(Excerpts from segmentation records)
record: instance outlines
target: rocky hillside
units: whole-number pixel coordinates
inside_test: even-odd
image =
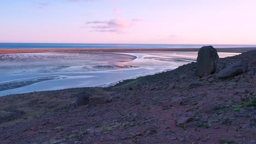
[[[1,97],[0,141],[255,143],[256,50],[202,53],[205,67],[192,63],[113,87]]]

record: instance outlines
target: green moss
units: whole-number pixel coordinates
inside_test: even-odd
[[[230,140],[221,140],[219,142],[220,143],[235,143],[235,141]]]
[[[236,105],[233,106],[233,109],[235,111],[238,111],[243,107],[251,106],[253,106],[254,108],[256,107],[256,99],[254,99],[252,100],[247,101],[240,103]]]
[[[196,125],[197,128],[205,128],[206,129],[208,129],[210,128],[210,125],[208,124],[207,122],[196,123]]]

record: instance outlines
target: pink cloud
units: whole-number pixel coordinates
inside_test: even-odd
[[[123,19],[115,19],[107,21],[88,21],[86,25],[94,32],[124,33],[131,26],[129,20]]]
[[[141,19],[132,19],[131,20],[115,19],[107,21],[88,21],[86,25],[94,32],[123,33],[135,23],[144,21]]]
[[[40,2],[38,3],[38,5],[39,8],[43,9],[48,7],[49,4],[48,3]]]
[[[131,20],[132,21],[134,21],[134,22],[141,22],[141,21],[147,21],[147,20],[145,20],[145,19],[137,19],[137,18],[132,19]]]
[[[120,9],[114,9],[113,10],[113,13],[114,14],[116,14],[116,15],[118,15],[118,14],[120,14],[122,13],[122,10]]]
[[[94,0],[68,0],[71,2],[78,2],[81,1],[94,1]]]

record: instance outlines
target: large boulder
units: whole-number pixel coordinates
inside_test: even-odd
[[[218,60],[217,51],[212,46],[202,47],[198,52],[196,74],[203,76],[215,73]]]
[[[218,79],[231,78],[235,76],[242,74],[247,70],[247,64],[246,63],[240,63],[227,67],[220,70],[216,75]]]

■ Written request
Copy every line of the rows above character for character, leaving out any picture.

■ Result of the task
record: instance outlines
target: rocky hillside
units: whole-number pixel coordinates
inside_test: even-odd
image =
[[[1,97],[0,141],[255,143],[256,50],[202,53],[205,67],[192,63],[113,87]]]

record: instance outlines
target: green moss
units: whole-number pixel coordinates
inside_test: even-odd
[[[230,140],[221,140],[219,142],[220,143],[235,143],[235,141]]]
[[[236,105],[233,106],[233,109],[235,111],[238,111],[243,107],[251,106],[253,106],[254,108],[256,107],[256,99],[254,99],[252,100],[247,101],[240,103]]]
[[[196,125],[197,128],[205,128],[206,129],[208,129],[210,128],[210,125],[208,124],[207,122],[196,123]]]

record: instance outlines
target: pink cloud
units: whole-number pixel coordinates
inside_test: even-odd
[[[123,19],[115,19],[107,21],[88,21],[86,25],[94,32],[124,33],[131,26],[129,20]]]
[[[141,19],[132,19],[131,20],[115,19],[107,21],[88,21],[86,25],[94,32],[123,33],[135,23],[144,21]]]
[[[40,2],[38,3],[38,5],[39,8],[43,9],[48,7],[49,4],[48,3]]]
[[[131,20],[132,21],[134,21],[134,22],[141,22],[141,21],[147,21],[147,20],[145,20],[145,19],[137,19],[137,18],[132,19]]]
[[[120,9],[114,9],[113,10],[113,13],[114,14],[116,14],[116,15],[118,15],[118,14],[120,14],[122,13],[122,10]]]
[[[94,0],[68,0],[71,2],[78,2],[81,1],[94,1]]]

record: instance outlines
target: large boulder
units: whole-number pixel coordinates
inside_test: even-odd
[[[218,60],[217,51],[212,46],[202,47],[198,52],[196,74],[203,76],[215,73]]]
[[[218,79],[231,78],[235,76],[242,74],[247,70],[247,64],[246,63],[240,63],[227,67],[220,70],[216,75]]]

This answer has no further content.